Segmentation dataset records
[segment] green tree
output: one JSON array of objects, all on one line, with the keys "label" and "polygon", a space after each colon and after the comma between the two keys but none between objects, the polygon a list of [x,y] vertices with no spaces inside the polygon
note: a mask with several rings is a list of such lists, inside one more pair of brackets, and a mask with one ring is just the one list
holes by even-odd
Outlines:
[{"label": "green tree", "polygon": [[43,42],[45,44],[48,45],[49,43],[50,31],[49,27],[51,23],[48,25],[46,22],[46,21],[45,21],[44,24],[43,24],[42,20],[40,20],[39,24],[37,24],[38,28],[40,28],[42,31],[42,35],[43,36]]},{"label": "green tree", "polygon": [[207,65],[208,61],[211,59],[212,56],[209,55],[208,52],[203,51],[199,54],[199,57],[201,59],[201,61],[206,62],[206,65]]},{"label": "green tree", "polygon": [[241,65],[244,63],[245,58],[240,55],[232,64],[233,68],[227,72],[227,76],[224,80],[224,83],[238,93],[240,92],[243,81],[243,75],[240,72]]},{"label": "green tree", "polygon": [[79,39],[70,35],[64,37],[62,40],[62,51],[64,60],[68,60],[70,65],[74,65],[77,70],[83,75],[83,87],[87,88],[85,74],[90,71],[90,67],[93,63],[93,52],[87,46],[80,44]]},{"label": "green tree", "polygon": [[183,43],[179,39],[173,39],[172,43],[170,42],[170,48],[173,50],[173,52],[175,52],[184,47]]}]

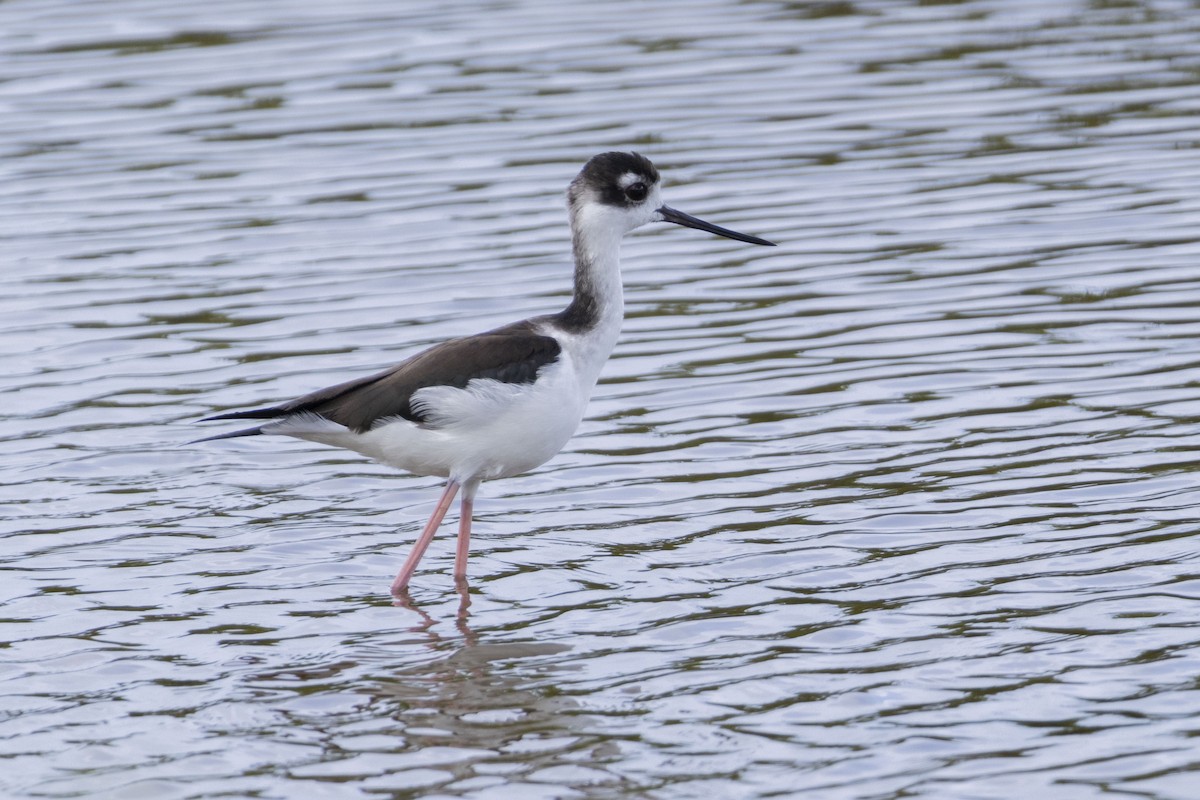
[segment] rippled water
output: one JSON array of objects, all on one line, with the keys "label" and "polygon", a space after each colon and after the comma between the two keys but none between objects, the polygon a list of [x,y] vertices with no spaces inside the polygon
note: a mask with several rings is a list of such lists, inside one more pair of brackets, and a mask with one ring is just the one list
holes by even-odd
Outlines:
[{"label": "rippled water", "polygon": [[[647,7],[653,6],[653,7]],[[1200,796],[1200,13],[0,4],[0,787]],[[562,306],[672,205],[580,435],[485,486],[187,445]]]}]

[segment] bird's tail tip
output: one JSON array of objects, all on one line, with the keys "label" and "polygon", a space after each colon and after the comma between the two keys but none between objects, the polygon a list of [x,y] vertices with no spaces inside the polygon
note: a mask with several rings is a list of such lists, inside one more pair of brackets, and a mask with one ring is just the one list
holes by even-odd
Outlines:
[{"label": "bird's tail tip", "polygon": [[[208,417],[208,419],[216,419],[216,417]],[[203,422],[204,420],[200,420],[200,421]],[[258,437],[258,435],[262,435],[262,433],[263,433],[263,427],[258,426],[257,428],[242,428],[241,431],[230,431],[229,433],[218,433],[215,437],[204,437],[203,439],[192,439],[187,444],[196,445],[196,444],[199,444],[202,441],[216,441],[217,439],[236,439],[239,437]]]}]

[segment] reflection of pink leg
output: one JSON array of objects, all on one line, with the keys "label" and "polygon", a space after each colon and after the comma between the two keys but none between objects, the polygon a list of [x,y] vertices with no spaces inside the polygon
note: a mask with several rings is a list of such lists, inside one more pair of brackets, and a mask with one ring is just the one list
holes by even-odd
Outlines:
[{"label": "reflection of pink leg", "polygon": [[467,581],[467,552],[470,549],[470,515],[475,507],[475,487],[468,485],[462,491],[462,505],[458,517],[458,551],[454,558],[454,577],[456,582]]},{"label": "reflection of pink leg", "polygon": [[413,545],[413,552],[408,554],[408,560],[404,561],[404,566],[400,569],[400,573],[396,579],[391,583],[391,594],[398,596],[408,587],[409,578],[413,577],[413,572],[416,571],[416,564],[425,555],[425,551],[428,549],[430,542],[433,541],[433,534],[437,533],[438,525],[442,524],[442,518],[446,516],[446,511],[450,509],[450,503],[454,501],[454,495],[458,492],[458,485],[454,481],[446,483],[445,492],[442,493],[442,499],[438,500],[438,507],[433,510],[433,516],[430,521],[425,523],[425,530],[421,531],[420,537],[416,543]]}]

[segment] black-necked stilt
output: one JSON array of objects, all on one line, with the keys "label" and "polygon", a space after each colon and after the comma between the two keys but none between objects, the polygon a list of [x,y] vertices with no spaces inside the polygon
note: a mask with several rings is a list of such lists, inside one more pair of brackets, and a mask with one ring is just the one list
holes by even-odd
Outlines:
[{"label": "black-necked stilt", "polygon": [[772,242],[662,205],[659,173],[636,152],[592,158],[566,193],[575,296],[557,314],[450,339],[374,375],[271,408],[209,420],[269,420],[200,441],[278,433],[354,450],[418,475],[448,479],[442,499],[391,584],[408,585],[462,491],[455,578],[467,576],[472,503],[481,481],[526,473],[575,433],[624,317],[620,240],[673,222],[752,245]]}]

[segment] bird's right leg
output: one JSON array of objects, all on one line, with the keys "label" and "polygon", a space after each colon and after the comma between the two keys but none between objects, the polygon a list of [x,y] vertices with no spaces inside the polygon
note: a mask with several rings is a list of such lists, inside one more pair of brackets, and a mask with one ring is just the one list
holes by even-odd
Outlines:
[{"label": "bird's right leg", "polygon": [[454,480],[448,481],[446,488],[442,493],[442,499],[438,500],[438,506],[433,510],[430,521],[425,523],[425,530],[421,531],[416,543],[413,545],[413,552],[408,554],[408,560],[404,561],[404,566],[400,567],[400,573],[396,575],[396,579],[391,583],[391,594],[394,597],[398,597],[408,588],[408,581],[413,577],[413,572],[416,571],[416,565],[421,560],[421,557],[425,555],[425,551],[428,549],[430,542],[433,541],[433,534],[437,533],[443,517],[450,510],[450,504],[454,501],[454,495],[457,492],[458,483]]}]

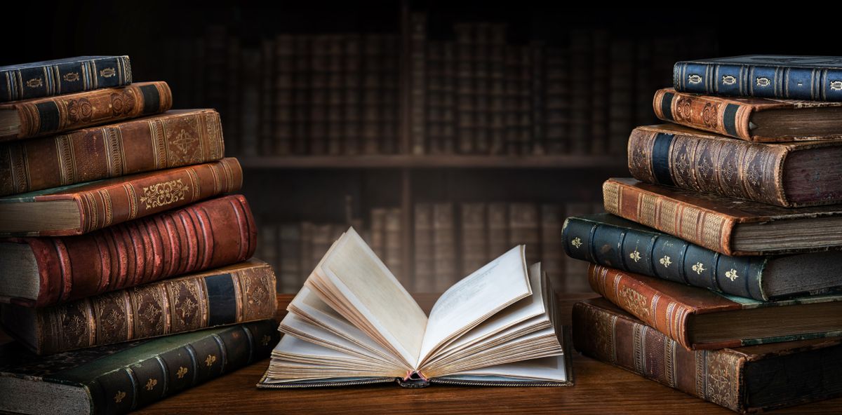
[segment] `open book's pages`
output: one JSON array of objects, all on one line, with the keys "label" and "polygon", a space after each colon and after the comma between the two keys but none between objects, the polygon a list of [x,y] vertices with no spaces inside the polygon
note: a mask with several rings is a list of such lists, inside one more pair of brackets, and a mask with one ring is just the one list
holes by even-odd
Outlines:
[{"label": "open book's pages", "polygon": [[349,229],[287,307],[258,386],[572,385],[552,289],[525,253],[515,247],[461,279],[428,317]]}]

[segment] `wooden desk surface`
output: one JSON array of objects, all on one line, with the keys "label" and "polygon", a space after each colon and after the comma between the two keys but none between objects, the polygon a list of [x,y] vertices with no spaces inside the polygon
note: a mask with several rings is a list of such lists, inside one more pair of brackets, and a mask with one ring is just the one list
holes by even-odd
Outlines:
[{"label": "wooden desk surface", "polygon": [[[569,323],[573,304],[594,295],[562,295],[559,300]],[[422,307],[434,297],[421,295]],[[291,295],[278,296],[279,318]],[[571,347],[571,349],[573,348]],[[137,413],[734,413],[653,380],[573,353],[575,386],[571,387],[470,387],[433,386],[406,389],[397,384],[369,386],[258,390],[254,385],[269,359],[223,375]],[[842,398],[772,413],[834,413]]]}]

* **Exercise aim**
Repeat the full listing above exactly, with no pictures in the copy.

* **Full response**
[segment] green tree
output: one JSON array of objects, all on one line, with the keys "label" and "polygon", a space after each colon and after the comma between the two keys but none between objects, the polygon a list of [x,y] vertices with no spaces inside the polygon
note: a mask with several rings is a list of such lists, inside one more pair of brackets, and a mask with one ring is just the one list
holes by even-odd
Outlines:
[{"label": "green tree", "polygon": [[43,42],[45,44],[48,45],[49,43],[50,31],[49,27],[51,23],[48,25],[46,22],[46,21],[45,21],[44,24],[43,24],[42,20],[40,20],[39,24],[37,24],[38,28],[40,28],[42,31],[42,35],[43,36]]},{"label": "green tree", "polygon": [[207,65],[208,61],[211,59],[212,56],[209,55],[208,52],[203,51],[199,54],[199,57],[201,59],[201,61],[206,62],[206,65]]},{"label": "green tree", "polygon": [[241,65],[244,63],[245,58],[240,55],[232,64],[233,68],[227,72],[227,76],[224,80],[224,83],[238,93],[240,92],[243,81],[243,75],[240,72]]},{"label": "green tree", "polygon": [[79,39],[70,35],[64,37],[62,40],[62,51],[64,60],[68,60],[70,65],[74,65],[77,70],[83,75],[83,87],[87,88],[85,74],[90,71],[90,67],[93,63],[93,52],[87,46],[80,44]]},{"label": "green tree", "polygon": [[183,43],[179,39],[173,39],[172,43],[170,42],[170,48],[173,50],[173,52],[175,52],[184,47]]}]

[segment] rippled water
output: one JSON array of objects, all on one line, with the keys "label" and "polygon", a space after each colon and after the comma between the two keys but none between objects, the polygon a list of [x,y] vertices with no spaces inside the polygon
note: a mask with several rings is a list of such lists, inside one more pair of brackets, and a mask with one ring is just the one list
holes by even-odd
Outlines:
[{"label": "rippled water", "polygon": [[[647,7],[653,6],[653,7]],[[1200,796],[1200,13],[0,4],[0,787]],[[562,306],[672,205],[580,435],[485,486],[187,445]]]}]

[segment] bird's tail tip
output: one JSON array of objects, all on one line, with the keys "label" and "polygon", a space after each colon and after the comma between the two keys but none between objects, the polygon a list of [x,y] vertices with no spaces inside the polygon
note: a mask with several rings is a list of such lists, inside one more pair of brackets, and a mask with one ring is just the one list
holes by even-odd
Outlines:
[{"label": "bird's tail tip", "polygon": [[[208,417],[208,419],[216,419],[216,417]],[[203,422],[204,420],[200,420],[200,421]],[[258,437],[258,435],[262,435],[262,433],[263,433],[263,427],[258,426],[257,428],[242,428],[241,431],[230,431],[229,433],[218,433],[215,437],[204,437],[203,439],[192,439],[187,444],[196,445],[196,444],[199,444],[202,441],[216,441],[217,439],[236,439],[239,437]]]}]

[segment] reflection of pink leg
output: one JSON array of objects, all on one line, with the keys "label" and "polygon", a space after each colon and after the comma between the two keys but none between objects, the polygon a list of [x,y] vertices with no spaces inside the polygon
note: a mask with several rings is a list of such lists, inside one more pair of brackets, and a mask with one ring is just the one list
holes by even-odd
Outlines:
[{"label": "reflection of pink leg", "polygon": [[467,581],[467,552],[470,549],[470,515],[475,507],[475,487],[468,485],[462,491],[462,505],[458,517],[458,551],[454,558],[454,577],[456,582]]},{"label": "reflection of pink leg", "polygon": [[413,545],[413,552],[408,554],[408,560],[404,561],[404,566],[400,569],[400,573],[396,579],[391,583],[391,594],[398,596],[408,587],[409,578],[413,577],[413,572],[416,571],[416,564],[425,555],[425,551],[428,549],[430,542],[433,541],[433,534],[437,533],[438,525],[442,524],[442,518],[446,516],[446,511],[450,509],[450,503],[454,501],[454,495],[458,492],[458,485],[454,481],[446,483],[445,492],[442,493],[442,499],[438,500],[438,507],[433,510],[433,516],[430,521],[425,523],[425,530],[421,531],[420,537],[416,543]]}]

[segment] black-necked stilt
output: one JSON array of objects, all on one line, with the keys "label" and "polygon", a space after each colon and after the comma between the two keys but none between objects, the polygon a list of [x,y] vertices with no spaces inside the polygon
note: a mask with several rings is a list of such lists, inside one more pair of brackets, and a mask with one ring is just the one list
holes by even-odd
Outlines:
[{"label": "black-necked stilt", "polygon": [[772,242],[662,205],[659,173],[636,152],[592,158],[566,193],[575,296],[557,314],[450,339],[374,375],[271,408],[209,420],[269,420],[200,441],[278,433],[354,450],[418,475],[448,479],[442,499],[391,584],[408,585],[462,491],[455,578],[467,576],[472,503],[481,481],[526,473],[575,433],[624,317],[620,240],[673,222],[752,245]]}]

[segment] bird's right leg
output: one JSON array of objects, all on one line, with the keys "label" and "polygon", a space after each colon and after the comma between the two keys but none between objects, the polygon a list of [x,y] vertices with no spaces inside the polygon
note: a mask with several rings is a list of such lists, inside one more pair of brackets, and a mask with one ring is just the one list
holes by even-odd
Outlines:
[{"label": "bird's right leg", "polygon": [[454,480],[448,481],[446,488],[442,493],[442,499],[438,500],[438,506],[433,510],[430,521],[425,523],[425,530],[421,531],[416,543],[413,545],[413,552],[408,554],[408,560],[404,561],[404,566],[400,567],[400,573],[396,575],[396,579],[391,583],[391,594],[394,597],[398,597],[408,588],[408,581],[413,577],[413,572],[416,571],[416,565],[421,560],[421,557],[425,555],[425,551],[428,549],[430,542],[433,541],[433,534],[437,533],[443,517],[450,510],[450,504],[454,501],[454,495],[457,492],[458,483]]}]

[segment] `open book's pages`
output: one JSON array of objects, all on one line, with the keys "label" and "polygon", a space after each colon and after the comma between the two keys but none between objects, the polygon a list of [x,y] vertices with no spaces inside the polygon
note: a mask with several rings is a list of such lists, inside one more pair of brackets, and a mask with one ring is just the one list
holes by even-odd
Outlines:
[{"label": "open book's pages", "polygon": [[349,229],[287,307],[258,386],[572,385],[552,289],[525,253],[515,247],[461,279],[428,317]]}]

[segment] `wooden desk surface`
output: one JSON array of objects, all on one line, with the keys "label" and "polygon", a space after each colon and after the comma between the two keys but none between objects, the polygon a list of [x,y] vertices with no spaces inside the polygon
note: a mask with several rings is a list of such lists, inside one more pair of brackets, and a mask with one ring is just the one list
holes by even-odd
Outlines:
[{"label": "wooden desk surface", "polygon": [[[569,323],[573,304],[594,295],[562,295],[559,300]],[[422,307],[434,297],[421,295]],[[291,295],[278,296],[279,318]],[[571,347],[571,349],[573,348]],[[137,413],[734,413],[653,380],[573,353],[575,386],[571,387],[470,387],[433,386],[406,389],[397,384],[369,386],[258,390],[254,385],[269,359],[223,375]],[[842,398],[772,413],[834,413]]]}]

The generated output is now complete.